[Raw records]
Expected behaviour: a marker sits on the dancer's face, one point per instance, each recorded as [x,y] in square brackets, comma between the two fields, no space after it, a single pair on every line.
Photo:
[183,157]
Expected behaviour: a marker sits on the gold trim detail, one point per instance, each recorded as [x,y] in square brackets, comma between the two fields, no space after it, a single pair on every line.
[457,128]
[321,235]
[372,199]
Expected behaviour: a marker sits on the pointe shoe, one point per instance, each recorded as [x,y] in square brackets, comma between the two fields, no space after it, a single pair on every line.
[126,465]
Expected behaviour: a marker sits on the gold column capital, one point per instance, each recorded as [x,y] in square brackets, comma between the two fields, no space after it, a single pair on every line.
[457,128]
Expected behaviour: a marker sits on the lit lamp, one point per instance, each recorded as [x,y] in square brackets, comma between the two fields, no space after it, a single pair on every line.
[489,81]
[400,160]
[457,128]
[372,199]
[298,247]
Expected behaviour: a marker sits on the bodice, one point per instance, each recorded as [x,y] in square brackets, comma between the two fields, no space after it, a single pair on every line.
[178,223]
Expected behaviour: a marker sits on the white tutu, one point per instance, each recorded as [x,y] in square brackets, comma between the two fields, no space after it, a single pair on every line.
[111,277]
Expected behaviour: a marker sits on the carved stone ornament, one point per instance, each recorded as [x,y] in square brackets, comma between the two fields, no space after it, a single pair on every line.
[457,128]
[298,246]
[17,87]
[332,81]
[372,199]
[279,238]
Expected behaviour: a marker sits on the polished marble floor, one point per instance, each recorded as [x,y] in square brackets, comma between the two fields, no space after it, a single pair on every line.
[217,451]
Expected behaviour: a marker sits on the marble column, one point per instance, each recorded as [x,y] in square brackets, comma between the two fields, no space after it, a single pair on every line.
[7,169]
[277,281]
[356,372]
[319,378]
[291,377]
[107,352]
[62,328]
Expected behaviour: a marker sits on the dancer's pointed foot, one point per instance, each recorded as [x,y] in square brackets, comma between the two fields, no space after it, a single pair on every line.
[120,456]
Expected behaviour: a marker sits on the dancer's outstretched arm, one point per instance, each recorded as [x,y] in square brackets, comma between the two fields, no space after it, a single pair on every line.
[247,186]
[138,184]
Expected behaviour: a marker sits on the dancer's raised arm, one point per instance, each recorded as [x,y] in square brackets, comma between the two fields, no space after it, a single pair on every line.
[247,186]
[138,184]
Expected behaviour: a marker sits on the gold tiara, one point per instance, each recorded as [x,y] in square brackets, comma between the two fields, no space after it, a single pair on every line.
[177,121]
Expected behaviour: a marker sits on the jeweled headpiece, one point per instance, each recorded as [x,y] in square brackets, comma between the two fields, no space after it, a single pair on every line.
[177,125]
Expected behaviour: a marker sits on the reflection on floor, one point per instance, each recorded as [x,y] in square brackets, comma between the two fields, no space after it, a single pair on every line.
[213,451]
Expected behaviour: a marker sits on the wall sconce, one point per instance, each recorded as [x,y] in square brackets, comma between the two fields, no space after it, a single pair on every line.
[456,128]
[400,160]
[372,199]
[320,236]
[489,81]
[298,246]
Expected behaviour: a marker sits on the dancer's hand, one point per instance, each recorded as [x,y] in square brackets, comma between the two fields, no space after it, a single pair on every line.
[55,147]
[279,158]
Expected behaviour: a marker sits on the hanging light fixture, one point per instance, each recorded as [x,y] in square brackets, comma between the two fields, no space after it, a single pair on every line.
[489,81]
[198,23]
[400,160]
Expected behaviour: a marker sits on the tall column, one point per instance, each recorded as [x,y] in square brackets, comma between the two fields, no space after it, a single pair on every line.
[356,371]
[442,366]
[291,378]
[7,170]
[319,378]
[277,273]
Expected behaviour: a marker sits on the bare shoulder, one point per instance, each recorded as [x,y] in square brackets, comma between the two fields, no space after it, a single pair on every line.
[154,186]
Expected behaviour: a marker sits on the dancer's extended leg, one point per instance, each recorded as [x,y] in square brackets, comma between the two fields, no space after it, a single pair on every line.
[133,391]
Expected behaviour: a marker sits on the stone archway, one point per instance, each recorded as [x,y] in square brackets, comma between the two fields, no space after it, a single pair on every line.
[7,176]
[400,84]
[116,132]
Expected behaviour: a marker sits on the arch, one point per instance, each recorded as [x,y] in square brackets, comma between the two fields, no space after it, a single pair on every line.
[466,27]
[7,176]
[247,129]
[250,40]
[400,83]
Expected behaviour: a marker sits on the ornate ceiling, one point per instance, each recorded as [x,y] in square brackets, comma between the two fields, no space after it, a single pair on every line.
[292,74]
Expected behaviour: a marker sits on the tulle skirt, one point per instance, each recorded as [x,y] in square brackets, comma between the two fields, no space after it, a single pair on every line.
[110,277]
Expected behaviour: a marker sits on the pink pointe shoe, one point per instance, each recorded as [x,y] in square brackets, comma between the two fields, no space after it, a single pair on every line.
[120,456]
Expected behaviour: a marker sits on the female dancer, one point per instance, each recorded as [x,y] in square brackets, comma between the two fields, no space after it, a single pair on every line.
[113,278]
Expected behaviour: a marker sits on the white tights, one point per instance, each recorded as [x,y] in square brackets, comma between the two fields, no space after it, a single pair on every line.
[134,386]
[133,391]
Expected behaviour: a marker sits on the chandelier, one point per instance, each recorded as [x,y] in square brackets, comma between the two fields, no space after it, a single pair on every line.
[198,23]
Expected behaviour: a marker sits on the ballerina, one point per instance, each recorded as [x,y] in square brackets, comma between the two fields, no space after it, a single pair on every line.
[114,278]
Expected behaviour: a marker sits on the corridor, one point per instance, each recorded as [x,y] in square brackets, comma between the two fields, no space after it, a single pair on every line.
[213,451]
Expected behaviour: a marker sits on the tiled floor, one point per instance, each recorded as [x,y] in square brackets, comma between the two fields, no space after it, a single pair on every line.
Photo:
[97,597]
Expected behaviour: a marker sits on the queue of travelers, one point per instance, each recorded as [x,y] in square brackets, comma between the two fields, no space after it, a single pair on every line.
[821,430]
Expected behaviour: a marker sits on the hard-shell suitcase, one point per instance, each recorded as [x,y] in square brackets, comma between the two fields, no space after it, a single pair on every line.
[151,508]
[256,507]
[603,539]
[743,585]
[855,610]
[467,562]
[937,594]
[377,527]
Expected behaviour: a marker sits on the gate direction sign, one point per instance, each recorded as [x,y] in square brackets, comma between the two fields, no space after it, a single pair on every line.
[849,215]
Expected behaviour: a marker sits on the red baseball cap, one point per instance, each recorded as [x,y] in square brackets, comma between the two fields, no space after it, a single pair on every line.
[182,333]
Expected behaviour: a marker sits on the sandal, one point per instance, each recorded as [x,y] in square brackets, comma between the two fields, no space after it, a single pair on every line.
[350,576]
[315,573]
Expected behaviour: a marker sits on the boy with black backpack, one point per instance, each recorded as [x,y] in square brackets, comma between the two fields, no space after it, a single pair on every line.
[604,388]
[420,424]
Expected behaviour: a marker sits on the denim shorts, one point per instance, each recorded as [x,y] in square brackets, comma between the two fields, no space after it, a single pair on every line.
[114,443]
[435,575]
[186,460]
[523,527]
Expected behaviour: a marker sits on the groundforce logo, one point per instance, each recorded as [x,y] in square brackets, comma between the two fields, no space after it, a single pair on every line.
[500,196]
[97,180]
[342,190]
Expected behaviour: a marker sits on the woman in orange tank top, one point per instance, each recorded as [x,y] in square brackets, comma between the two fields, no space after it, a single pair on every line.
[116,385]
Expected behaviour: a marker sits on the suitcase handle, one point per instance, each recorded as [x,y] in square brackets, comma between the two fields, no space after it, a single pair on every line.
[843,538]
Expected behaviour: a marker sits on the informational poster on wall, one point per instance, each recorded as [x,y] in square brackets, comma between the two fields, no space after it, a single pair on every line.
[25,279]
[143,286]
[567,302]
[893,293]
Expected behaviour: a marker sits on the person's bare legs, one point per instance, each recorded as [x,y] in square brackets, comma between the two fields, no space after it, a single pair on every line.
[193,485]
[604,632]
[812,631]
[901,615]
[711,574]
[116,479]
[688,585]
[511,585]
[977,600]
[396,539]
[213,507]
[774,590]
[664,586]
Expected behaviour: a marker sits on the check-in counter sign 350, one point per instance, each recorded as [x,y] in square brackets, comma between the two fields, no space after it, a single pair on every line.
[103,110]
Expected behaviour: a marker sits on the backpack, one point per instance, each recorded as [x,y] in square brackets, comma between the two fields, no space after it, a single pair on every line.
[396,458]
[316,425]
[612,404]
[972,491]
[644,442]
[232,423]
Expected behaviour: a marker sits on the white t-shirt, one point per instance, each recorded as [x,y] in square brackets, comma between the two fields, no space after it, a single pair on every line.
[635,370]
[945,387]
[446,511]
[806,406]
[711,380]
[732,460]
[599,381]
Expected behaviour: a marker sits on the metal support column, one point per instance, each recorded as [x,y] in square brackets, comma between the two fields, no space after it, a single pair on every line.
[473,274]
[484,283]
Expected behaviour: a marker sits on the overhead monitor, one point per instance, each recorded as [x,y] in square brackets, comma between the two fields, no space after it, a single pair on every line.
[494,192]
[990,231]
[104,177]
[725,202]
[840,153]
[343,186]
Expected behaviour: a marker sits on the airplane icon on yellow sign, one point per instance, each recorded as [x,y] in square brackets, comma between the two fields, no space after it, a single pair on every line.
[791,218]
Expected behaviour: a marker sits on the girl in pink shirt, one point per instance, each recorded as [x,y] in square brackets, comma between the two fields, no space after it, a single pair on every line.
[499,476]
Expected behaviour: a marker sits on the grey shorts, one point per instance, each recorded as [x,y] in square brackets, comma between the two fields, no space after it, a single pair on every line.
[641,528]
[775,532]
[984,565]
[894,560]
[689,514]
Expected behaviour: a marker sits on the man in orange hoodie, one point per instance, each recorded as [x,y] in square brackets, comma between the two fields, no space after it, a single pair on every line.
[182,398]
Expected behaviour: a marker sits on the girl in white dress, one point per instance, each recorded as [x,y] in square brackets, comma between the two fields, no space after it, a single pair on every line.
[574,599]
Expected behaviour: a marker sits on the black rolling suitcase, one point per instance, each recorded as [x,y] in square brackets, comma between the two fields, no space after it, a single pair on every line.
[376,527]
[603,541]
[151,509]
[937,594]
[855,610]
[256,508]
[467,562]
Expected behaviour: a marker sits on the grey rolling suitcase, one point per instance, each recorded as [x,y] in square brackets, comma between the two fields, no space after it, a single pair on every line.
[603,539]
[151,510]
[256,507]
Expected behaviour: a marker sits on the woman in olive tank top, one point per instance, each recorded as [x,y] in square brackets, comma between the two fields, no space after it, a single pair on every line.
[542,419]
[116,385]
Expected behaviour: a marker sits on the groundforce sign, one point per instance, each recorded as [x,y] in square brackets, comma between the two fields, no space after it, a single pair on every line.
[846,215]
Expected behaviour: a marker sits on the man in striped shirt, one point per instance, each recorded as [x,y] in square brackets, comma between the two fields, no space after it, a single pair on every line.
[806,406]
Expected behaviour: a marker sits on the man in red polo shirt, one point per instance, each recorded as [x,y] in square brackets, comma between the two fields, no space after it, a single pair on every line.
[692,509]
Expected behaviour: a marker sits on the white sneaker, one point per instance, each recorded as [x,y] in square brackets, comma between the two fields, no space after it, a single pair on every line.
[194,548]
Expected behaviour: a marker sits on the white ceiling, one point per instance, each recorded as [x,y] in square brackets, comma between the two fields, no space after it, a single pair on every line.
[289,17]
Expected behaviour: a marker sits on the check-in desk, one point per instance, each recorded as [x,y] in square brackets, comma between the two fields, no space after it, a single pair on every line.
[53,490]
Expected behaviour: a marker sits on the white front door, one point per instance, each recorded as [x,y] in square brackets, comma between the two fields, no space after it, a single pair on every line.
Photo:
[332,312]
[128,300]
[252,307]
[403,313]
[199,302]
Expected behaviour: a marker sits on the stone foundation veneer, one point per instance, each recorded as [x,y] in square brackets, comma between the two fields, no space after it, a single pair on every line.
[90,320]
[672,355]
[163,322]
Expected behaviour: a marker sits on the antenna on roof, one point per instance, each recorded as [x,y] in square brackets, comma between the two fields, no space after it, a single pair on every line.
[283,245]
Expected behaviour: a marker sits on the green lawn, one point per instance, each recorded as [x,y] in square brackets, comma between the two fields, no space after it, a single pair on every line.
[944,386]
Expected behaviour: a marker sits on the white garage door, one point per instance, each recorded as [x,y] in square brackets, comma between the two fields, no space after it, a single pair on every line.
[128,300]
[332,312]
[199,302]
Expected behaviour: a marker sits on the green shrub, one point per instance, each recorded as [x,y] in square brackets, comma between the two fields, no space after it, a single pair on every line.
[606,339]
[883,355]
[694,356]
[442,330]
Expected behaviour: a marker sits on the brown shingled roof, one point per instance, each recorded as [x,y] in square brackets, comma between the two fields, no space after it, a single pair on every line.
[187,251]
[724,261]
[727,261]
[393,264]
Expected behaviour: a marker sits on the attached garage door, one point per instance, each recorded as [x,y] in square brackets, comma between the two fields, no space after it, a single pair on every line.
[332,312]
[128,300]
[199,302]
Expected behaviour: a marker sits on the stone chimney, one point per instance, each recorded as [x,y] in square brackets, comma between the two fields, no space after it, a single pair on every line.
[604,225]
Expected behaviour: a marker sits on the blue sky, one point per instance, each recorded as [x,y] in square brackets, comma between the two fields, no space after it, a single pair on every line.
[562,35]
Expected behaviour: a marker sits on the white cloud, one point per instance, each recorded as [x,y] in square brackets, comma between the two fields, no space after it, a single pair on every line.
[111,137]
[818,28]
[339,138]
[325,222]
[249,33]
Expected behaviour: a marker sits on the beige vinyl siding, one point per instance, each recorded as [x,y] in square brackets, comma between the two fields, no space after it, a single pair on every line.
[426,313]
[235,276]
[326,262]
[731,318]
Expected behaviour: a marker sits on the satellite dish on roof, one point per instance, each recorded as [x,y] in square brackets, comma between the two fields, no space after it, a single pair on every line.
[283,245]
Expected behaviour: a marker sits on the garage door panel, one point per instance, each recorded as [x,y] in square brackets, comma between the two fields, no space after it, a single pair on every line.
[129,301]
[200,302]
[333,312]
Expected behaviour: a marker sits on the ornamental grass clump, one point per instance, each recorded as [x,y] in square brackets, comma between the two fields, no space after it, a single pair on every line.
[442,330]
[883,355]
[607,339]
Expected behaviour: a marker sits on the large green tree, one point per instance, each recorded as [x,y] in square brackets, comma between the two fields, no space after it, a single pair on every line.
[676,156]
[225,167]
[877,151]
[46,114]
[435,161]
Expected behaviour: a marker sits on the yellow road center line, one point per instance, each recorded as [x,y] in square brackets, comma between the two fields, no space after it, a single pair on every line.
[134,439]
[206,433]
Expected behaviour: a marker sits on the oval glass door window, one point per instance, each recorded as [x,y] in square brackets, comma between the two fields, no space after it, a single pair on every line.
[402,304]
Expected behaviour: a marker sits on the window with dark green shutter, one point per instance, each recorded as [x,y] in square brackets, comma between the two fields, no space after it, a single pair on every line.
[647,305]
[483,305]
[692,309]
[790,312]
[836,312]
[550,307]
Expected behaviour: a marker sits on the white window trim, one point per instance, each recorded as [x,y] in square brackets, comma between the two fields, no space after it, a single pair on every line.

* [AIM OF THE EXERCISE]:
Only the lines from the one that contains "Expected behaviour: a marker sits on the ornamental" through the last line should be repeated, each exactly as it stands, with both ends included.

* [FINAL RESULT]:
Expected behaviour: a marker sits on the ornamental grass clump, one point per instance, each recorded as [x,y] in square brackets, comma between the two fields, no space after it, a single pair on every line.
[442,330]
[883,355]
[607,339]
Expected behaviour: a marker sits on the large green tree, one point per instance, each recorded as [x,y] in square brackets, comma between the two fields, no space after it, a single pair on every line.
[676,156]
[225,167]
[877,151]
[46,114]
[435,161]
Expected behaviour: a marker sits on the yellow road center line, one point per instance, each recorded as [x,y] in square brackets, comma between the two fields, no space after it, a single pair on every line.
[134,439]
[206,433]
Expected behaviour: a marker sits on the oval glass door window, one point per instance, each recorded as [x,y] in square brackets, comma between the two fields, no space after it, a single pair on every line.
[402,304]
Expected behaviour: a marker sits on the window with dark green shutter, one point per instance, each recorded as [x,y] in square brackets, comma between the two fields, no space after it, a single pair on every line.
[647,305]
[483,305]
[692,309]
[790,312]
[836,312]
[550,307]
Expected behaviour: a marker sits on the white window trim, one point per instance, each recorded as [x,y] in square brackets, comma between the two fields, no space after it, a single pair on every line.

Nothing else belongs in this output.